Objective: To investigate the usefulness of diffusion-weighted imaging (DWI) to discriminate between metastatic and non-metastatic small lymph nodes in pelvic carcinoma.
Materials and methods: A total of 259 patients (180 normal, 79 metastatic) prospectively underwent DWI at 3 T. We measured the short-axis diameter and the mean apparent diffusion coefficient (ADC) value. Lymph nodes with a short-axis diameter larger than 8 mm were recorded as being suspected metastatic lymph nodes. Imaging data were correlated station by station with histopathological results.

Listed entries
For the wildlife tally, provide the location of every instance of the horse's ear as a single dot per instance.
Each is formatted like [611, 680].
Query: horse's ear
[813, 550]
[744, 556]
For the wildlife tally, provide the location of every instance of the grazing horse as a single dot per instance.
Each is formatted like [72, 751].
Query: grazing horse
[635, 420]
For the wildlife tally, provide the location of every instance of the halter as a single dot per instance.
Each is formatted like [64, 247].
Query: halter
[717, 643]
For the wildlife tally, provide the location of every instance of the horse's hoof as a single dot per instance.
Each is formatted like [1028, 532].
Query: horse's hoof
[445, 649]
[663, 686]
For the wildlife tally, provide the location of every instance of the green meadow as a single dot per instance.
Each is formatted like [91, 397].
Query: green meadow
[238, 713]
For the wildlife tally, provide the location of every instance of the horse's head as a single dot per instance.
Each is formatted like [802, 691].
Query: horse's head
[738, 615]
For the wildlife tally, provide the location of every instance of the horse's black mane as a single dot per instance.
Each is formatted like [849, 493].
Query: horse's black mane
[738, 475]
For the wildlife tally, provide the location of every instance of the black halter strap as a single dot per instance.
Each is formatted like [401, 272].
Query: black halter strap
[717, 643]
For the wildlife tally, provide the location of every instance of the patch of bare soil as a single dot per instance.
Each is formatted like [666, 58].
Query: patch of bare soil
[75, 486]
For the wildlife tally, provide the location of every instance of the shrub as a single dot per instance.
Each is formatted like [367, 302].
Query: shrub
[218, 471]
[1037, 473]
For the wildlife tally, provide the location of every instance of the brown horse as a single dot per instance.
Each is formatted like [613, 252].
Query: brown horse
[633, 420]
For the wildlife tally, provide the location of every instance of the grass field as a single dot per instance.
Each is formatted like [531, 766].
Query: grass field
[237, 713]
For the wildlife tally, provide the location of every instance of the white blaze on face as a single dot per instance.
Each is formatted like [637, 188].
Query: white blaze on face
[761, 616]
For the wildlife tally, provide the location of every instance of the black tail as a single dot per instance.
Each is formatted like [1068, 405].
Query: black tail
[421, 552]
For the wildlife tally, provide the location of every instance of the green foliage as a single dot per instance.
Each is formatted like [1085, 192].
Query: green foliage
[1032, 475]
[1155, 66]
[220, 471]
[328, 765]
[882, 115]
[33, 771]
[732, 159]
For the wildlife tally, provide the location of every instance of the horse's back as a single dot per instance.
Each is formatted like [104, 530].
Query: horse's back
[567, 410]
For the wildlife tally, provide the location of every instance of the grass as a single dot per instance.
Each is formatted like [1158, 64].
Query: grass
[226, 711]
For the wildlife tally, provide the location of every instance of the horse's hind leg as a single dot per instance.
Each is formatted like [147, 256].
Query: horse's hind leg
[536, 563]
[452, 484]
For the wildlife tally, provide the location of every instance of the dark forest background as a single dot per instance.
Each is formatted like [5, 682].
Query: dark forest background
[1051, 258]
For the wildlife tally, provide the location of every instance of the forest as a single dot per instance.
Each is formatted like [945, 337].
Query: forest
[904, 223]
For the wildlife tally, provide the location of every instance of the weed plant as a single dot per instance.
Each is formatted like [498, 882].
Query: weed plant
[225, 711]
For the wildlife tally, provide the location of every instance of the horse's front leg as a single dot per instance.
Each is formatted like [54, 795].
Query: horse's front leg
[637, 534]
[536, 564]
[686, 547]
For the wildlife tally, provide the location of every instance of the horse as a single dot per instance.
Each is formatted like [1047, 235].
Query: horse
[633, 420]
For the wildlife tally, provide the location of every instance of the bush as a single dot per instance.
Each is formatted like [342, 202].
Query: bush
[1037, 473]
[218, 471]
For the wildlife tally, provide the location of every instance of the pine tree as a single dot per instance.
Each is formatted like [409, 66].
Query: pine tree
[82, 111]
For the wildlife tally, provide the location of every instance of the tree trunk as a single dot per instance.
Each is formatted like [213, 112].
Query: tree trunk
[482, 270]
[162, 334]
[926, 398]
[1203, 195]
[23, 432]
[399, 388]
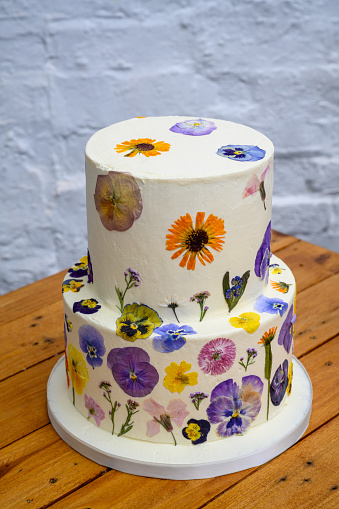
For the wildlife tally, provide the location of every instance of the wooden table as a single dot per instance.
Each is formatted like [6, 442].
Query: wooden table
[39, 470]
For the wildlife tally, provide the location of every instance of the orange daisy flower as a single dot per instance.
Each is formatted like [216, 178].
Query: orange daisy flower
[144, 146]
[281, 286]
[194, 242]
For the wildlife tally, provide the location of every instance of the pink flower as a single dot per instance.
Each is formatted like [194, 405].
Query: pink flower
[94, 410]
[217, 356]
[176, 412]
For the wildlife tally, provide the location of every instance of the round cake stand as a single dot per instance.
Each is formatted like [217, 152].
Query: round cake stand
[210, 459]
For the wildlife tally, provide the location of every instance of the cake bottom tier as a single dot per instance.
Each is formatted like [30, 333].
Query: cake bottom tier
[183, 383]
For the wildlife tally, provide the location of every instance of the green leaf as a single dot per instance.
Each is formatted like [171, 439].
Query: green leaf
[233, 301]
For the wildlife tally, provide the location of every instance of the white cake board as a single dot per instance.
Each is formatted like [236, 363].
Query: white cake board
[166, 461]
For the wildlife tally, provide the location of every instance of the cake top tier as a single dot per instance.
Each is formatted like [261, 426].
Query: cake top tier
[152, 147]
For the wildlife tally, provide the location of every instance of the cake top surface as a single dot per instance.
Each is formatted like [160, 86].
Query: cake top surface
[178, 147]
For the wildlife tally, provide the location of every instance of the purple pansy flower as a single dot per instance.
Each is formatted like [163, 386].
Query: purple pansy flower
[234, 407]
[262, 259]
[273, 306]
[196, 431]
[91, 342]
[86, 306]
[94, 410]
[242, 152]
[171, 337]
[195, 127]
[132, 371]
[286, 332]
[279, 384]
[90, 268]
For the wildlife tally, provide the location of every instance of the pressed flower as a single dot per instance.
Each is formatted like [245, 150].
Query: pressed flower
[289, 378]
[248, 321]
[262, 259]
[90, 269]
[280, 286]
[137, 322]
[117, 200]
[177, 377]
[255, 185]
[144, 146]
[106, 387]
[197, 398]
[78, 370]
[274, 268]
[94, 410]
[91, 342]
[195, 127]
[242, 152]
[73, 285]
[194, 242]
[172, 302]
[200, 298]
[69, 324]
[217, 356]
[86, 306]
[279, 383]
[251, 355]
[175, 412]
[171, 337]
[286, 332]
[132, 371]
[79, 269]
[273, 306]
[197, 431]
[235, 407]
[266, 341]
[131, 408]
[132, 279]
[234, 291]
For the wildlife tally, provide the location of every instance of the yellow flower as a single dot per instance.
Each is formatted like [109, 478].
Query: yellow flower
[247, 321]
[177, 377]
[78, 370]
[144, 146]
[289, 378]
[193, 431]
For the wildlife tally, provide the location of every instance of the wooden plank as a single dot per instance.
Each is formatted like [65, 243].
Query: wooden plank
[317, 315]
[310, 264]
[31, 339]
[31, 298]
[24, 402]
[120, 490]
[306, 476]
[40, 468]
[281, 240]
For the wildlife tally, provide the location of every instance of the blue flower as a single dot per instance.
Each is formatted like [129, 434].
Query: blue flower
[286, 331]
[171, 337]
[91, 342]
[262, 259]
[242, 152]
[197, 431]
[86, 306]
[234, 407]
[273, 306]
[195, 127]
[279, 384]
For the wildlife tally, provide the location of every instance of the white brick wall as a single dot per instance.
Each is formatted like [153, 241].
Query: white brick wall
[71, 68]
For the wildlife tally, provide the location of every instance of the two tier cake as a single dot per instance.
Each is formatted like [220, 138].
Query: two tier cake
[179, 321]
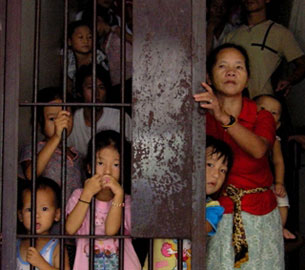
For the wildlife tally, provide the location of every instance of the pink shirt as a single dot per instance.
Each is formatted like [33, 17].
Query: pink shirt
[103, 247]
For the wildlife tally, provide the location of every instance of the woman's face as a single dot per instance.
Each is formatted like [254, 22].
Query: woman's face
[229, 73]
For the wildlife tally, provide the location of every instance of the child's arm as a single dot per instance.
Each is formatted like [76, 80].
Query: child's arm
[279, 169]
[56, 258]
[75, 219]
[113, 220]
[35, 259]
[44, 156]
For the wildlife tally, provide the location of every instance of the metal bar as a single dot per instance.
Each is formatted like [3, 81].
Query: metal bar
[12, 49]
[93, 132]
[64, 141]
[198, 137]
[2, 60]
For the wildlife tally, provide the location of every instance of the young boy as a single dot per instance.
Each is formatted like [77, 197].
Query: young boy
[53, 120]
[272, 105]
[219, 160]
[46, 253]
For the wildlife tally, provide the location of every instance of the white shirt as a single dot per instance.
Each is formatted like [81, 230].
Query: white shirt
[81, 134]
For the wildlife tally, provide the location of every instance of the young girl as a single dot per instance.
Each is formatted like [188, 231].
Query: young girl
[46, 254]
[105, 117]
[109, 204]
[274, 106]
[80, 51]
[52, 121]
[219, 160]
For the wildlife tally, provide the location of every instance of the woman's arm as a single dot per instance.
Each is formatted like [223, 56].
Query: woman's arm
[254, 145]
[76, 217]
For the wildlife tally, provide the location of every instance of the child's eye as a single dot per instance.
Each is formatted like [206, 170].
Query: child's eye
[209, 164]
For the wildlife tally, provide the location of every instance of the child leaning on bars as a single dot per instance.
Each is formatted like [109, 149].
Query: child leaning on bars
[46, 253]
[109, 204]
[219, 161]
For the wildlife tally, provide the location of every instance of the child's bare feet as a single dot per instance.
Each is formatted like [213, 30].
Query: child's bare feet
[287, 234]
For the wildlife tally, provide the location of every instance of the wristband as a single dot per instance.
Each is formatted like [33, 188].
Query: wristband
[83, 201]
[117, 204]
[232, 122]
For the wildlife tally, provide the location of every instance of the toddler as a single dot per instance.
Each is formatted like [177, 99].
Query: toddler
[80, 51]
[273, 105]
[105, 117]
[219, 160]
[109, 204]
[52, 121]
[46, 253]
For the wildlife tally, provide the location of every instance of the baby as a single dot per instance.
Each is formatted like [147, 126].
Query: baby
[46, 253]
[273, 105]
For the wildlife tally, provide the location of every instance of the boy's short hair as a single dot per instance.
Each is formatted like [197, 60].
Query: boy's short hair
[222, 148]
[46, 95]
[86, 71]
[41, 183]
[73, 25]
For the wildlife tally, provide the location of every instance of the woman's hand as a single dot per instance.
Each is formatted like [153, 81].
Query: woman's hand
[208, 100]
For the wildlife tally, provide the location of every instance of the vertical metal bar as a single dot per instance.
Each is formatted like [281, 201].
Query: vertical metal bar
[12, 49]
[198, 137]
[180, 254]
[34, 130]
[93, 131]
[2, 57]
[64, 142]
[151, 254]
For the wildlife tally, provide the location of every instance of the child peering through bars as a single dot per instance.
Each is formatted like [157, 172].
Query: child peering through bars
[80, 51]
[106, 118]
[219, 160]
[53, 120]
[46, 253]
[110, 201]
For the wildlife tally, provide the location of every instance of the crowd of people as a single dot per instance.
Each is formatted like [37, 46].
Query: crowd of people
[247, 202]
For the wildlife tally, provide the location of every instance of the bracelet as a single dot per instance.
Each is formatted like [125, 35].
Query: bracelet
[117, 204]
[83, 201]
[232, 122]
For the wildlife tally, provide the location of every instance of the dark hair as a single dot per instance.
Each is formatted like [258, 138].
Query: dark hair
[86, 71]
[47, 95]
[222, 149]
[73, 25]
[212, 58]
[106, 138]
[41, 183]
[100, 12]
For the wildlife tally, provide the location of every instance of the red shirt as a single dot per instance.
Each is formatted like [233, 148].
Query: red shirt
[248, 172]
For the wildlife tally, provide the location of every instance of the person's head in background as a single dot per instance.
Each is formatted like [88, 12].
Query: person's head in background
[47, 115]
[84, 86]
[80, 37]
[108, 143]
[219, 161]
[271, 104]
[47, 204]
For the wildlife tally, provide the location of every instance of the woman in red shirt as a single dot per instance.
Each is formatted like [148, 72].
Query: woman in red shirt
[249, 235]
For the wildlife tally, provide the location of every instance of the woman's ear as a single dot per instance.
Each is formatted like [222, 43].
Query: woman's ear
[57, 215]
==
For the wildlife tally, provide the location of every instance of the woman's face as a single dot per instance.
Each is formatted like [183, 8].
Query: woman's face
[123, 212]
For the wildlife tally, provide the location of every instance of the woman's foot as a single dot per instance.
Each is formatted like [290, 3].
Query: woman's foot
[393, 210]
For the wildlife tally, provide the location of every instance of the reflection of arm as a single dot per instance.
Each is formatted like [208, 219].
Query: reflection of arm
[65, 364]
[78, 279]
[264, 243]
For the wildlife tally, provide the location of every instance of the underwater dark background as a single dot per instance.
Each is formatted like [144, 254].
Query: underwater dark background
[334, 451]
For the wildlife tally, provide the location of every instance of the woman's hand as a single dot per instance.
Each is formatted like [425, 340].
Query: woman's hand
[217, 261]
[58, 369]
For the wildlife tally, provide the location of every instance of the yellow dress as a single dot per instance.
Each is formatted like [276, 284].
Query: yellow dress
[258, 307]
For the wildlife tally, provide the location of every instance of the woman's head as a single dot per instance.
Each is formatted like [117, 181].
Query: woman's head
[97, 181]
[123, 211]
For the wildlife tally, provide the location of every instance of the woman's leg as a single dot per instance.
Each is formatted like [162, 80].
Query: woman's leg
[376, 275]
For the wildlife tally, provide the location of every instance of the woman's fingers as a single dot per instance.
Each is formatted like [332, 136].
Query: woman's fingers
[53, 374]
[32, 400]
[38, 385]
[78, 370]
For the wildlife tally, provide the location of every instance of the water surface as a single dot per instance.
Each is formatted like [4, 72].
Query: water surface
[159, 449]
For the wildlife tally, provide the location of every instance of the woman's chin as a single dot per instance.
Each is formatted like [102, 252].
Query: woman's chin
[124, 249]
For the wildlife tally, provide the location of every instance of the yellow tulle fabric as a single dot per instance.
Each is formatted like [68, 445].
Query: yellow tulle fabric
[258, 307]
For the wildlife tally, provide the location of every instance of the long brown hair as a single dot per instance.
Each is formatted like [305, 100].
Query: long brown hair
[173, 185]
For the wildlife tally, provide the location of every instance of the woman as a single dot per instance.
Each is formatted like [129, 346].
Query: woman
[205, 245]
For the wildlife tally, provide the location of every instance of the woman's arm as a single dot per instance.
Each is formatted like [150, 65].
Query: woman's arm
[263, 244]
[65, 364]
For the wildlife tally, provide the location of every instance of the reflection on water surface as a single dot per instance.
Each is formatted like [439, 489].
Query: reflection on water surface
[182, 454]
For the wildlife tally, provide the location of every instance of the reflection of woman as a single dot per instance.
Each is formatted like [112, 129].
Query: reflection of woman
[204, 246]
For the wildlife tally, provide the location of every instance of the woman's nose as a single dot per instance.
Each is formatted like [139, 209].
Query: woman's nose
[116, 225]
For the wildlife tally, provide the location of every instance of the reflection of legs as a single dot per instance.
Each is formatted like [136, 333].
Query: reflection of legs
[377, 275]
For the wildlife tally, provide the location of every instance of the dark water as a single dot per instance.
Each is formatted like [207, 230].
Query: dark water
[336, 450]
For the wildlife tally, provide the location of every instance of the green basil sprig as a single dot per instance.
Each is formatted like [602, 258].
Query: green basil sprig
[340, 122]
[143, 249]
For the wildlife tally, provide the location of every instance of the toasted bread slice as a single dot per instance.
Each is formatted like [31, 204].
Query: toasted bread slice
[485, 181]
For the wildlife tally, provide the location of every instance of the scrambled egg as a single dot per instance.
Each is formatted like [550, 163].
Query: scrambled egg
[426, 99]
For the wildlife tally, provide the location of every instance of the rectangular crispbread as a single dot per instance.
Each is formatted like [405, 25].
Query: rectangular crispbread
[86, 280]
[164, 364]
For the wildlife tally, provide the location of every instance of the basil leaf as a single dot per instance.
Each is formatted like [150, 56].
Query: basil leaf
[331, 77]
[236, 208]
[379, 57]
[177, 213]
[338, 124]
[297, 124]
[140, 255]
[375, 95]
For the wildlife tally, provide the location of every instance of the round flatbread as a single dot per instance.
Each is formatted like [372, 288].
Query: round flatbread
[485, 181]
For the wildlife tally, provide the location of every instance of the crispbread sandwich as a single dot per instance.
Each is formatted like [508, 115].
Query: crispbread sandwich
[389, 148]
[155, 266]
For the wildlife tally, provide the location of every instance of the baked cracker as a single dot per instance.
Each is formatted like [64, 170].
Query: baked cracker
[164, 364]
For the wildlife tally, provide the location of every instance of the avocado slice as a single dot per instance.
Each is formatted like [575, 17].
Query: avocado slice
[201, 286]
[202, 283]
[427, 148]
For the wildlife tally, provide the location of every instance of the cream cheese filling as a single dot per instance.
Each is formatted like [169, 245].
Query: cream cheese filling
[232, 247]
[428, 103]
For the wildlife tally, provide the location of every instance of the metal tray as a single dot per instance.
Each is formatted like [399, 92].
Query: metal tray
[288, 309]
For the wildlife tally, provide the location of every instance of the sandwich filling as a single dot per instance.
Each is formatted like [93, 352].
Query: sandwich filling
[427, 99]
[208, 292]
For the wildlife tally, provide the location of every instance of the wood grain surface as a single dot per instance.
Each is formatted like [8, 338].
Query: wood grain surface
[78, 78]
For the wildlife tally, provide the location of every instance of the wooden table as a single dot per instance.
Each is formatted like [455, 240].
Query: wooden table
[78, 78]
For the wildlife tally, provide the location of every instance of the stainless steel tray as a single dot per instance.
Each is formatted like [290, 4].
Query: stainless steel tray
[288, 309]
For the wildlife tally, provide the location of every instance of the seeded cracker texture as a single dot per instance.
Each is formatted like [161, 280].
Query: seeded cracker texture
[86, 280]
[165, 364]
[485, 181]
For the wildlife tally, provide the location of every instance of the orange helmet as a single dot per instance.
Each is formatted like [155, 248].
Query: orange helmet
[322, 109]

Task item
Please copy everything in the lymph node imaging passage from "Materials and methods: A" down to "with histopathological results.".

Task result
Materials and methods: A total of 259 patients (180 normal, 79 metastatic) prospectively underwent DWI at 3 T. We measured the short-axis diameter and the mean apparent diffusion coefficient (ADC) value. Lymph nodes with a short-axis diameter larger than 8 mm were recorded as being suspected metastatic lymph nodes. Imaging data were correlated station by station with histopathological results.